#### SUPPLIED MATERIAL

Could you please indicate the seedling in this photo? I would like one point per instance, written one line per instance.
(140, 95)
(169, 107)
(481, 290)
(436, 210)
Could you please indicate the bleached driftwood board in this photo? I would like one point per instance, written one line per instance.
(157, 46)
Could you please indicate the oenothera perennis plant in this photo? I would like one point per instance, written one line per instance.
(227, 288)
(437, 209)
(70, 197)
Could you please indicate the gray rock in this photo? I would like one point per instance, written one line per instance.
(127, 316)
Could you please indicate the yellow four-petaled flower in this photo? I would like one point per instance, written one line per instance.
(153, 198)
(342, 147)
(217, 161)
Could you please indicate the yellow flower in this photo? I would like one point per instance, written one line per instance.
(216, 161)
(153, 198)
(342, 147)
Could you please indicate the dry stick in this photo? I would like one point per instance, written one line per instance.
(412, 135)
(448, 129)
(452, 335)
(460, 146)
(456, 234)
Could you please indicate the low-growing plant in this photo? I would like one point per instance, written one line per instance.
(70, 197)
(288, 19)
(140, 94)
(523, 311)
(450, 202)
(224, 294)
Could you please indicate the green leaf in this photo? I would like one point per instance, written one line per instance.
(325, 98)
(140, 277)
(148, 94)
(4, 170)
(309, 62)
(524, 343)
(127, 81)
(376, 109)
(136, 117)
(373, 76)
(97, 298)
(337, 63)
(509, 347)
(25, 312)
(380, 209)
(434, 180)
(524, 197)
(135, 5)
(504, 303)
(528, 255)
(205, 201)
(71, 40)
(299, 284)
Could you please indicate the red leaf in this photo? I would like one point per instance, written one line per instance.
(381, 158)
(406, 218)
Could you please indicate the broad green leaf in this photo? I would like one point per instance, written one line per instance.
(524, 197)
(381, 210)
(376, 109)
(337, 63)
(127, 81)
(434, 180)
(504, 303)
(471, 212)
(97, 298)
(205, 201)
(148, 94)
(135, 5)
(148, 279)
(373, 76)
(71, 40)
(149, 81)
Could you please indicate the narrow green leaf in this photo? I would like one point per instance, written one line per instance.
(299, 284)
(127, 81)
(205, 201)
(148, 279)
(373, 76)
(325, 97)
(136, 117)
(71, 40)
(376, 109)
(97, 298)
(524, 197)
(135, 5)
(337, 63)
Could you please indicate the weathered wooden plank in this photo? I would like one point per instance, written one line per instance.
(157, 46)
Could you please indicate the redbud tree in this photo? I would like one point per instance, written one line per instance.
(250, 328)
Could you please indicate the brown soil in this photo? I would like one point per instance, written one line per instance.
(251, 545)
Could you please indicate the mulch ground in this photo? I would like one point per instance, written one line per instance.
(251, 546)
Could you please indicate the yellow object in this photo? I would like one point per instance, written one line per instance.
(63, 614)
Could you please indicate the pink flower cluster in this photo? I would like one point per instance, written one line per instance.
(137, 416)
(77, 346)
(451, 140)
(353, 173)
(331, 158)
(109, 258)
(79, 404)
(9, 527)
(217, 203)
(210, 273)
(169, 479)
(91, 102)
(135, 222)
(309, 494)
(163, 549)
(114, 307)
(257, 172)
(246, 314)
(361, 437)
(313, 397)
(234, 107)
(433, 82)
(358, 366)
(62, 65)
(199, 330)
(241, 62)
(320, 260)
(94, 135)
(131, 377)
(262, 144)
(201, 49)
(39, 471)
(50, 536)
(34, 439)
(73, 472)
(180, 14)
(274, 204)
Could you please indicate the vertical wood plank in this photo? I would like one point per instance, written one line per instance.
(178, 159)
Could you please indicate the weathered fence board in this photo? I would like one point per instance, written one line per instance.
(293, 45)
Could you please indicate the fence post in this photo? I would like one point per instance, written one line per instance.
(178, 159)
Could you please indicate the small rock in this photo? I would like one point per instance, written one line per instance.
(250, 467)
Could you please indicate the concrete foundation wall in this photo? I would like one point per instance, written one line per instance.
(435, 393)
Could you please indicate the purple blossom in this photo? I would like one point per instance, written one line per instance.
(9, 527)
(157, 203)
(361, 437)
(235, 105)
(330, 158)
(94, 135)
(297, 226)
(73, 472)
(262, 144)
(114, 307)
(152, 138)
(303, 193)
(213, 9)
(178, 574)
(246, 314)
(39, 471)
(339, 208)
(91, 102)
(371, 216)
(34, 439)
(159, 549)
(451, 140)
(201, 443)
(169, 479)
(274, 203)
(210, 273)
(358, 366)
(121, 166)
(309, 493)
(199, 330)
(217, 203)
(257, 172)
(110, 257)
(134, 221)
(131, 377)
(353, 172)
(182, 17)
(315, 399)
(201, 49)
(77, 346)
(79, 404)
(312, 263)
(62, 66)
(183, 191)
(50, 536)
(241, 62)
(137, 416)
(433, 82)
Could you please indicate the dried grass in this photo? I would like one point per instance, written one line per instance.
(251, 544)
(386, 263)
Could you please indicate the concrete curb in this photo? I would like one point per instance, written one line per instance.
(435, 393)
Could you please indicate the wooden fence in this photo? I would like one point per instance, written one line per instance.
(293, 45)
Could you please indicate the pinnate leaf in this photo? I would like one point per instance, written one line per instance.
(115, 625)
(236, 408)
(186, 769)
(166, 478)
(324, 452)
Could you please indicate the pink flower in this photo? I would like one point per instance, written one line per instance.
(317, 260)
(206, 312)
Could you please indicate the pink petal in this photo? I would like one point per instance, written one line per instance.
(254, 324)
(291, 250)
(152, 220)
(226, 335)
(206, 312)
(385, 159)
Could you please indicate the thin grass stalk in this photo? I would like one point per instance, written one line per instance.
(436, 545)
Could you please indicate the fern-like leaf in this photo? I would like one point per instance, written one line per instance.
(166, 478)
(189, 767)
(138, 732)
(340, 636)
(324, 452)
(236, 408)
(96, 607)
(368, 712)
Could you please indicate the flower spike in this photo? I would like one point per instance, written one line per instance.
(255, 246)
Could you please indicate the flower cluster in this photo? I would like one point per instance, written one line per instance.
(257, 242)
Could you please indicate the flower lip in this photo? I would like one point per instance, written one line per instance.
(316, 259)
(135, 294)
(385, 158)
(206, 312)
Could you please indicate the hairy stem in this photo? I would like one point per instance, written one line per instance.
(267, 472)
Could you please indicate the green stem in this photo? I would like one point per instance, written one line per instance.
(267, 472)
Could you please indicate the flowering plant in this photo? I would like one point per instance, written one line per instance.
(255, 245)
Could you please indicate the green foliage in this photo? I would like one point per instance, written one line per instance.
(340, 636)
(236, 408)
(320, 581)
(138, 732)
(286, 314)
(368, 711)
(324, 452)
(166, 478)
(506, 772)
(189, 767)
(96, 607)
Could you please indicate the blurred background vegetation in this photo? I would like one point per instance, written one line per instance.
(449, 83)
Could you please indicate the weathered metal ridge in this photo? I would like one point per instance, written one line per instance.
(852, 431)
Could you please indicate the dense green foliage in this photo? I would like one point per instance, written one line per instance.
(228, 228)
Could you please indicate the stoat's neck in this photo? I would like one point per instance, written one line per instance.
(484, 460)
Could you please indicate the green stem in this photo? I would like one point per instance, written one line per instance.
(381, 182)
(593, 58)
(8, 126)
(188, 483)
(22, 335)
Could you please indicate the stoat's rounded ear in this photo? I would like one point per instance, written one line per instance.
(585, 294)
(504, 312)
--
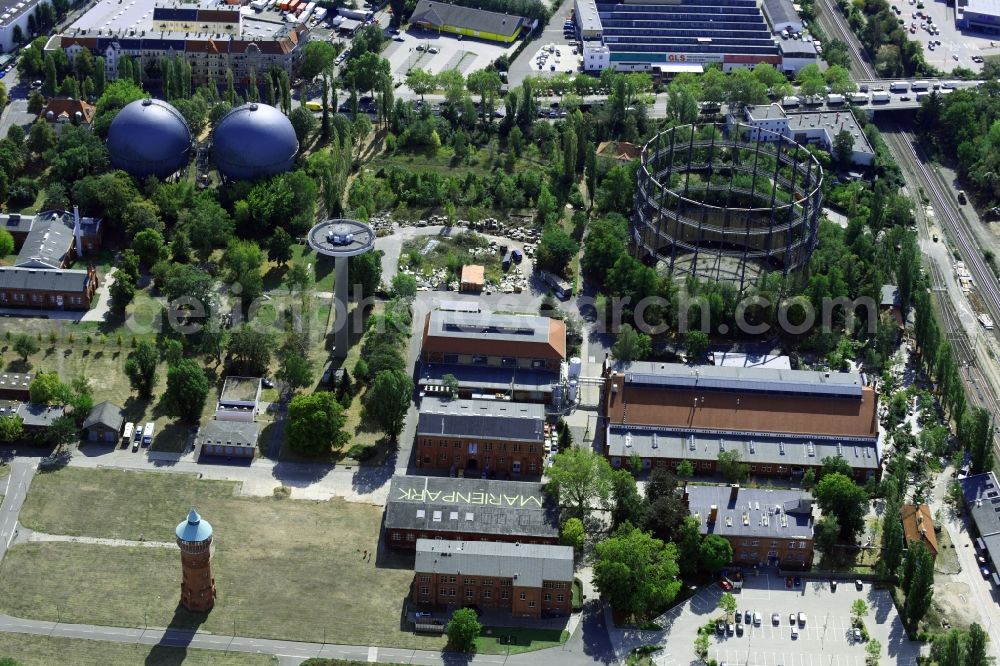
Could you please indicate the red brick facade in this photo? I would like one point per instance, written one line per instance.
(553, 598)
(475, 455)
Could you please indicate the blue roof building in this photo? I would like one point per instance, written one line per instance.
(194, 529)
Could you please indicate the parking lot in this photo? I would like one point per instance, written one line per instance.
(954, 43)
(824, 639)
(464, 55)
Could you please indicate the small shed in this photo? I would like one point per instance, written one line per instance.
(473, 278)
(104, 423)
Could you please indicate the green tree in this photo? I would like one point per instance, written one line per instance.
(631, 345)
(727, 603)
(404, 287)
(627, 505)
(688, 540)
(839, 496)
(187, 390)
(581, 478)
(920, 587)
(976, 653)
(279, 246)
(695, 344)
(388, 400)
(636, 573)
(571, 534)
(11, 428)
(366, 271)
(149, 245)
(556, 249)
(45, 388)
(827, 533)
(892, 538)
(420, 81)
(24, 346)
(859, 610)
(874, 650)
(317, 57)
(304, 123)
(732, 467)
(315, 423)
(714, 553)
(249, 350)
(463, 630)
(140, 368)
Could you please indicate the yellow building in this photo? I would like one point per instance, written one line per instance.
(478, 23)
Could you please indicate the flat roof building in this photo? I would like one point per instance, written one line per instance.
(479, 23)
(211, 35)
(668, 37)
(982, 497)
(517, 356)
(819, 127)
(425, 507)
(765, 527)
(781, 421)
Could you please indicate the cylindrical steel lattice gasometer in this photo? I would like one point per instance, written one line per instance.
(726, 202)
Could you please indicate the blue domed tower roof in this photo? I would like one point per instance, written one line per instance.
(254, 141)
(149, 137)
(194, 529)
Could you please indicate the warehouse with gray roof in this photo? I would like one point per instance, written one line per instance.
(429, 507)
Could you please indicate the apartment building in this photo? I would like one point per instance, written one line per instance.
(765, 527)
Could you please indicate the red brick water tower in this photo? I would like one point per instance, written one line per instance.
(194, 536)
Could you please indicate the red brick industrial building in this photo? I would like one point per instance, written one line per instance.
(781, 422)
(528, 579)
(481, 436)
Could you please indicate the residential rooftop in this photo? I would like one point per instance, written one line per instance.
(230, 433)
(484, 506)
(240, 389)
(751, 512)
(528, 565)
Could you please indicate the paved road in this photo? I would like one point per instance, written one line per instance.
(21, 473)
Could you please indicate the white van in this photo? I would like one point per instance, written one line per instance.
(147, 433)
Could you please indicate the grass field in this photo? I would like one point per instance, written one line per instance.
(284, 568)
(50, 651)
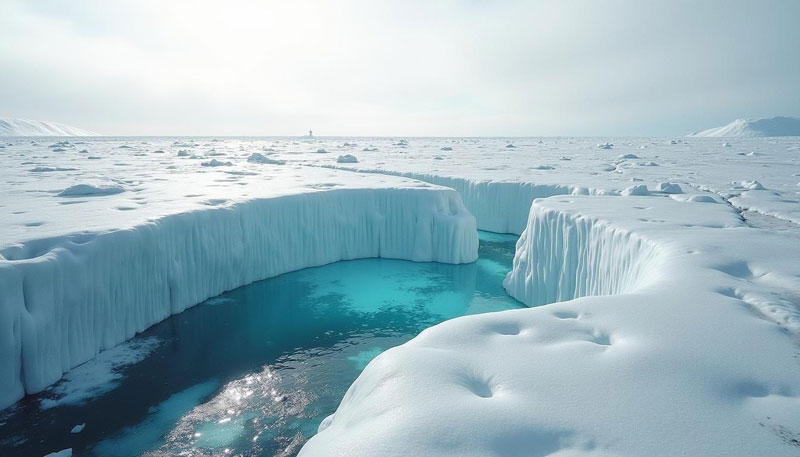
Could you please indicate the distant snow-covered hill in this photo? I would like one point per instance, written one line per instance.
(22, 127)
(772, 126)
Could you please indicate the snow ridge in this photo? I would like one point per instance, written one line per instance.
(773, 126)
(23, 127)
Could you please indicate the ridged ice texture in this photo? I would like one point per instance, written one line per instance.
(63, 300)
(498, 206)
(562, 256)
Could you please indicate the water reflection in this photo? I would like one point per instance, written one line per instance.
* * *
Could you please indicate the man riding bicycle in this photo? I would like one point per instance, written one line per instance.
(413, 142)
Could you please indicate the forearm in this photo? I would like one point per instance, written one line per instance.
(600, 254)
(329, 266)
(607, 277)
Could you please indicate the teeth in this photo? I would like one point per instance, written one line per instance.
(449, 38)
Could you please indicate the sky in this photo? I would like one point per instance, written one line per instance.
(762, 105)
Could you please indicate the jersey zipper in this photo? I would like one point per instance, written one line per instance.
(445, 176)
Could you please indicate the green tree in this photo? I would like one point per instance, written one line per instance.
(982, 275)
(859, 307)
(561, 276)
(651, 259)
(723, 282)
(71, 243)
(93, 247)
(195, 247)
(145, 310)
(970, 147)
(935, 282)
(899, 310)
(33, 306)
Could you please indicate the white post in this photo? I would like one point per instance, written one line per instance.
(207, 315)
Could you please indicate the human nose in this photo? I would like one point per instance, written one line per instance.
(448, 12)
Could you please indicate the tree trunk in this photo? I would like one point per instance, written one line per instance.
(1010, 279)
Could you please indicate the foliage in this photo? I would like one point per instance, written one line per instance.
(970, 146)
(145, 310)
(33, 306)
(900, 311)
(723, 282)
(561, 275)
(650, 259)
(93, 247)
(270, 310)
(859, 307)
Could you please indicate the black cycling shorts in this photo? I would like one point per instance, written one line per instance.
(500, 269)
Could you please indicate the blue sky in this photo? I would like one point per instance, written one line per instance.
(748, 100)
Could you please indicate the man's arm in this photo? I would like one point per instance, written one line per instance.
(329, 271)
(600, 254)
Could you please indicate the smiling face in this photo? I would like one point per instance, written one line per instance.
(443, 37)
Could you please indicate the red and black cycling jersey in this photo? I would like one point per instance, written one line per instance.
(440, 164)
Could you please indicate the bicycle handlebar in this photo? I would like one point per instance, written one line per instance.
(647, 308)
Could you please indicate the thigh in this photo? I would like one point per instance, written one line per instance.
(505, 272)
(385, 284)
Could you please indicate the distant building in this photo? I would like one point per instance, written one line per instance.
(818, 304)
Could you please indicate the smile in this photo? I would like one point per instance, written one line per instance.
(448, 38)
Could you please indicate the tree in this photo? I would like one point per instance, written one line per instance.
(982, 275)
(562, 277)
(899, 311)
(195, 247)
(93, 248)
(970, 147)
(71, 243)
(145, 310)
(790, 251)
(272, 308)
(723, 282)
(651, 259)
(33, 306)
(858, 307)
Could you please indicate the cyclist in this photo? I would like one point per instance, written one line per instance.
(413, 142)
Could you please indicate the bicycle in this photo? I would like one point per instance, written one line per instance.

#### WHAT YOU HAVE TO DO
List in full each line of the material above that contains the word "white".

#### FINAL RESULT
Could you please indicate the white van in this photo? I would like one point per instance, written one line per instance.
Could you please indicate the white post in this photo? I would like one point per instance, written one line per instance.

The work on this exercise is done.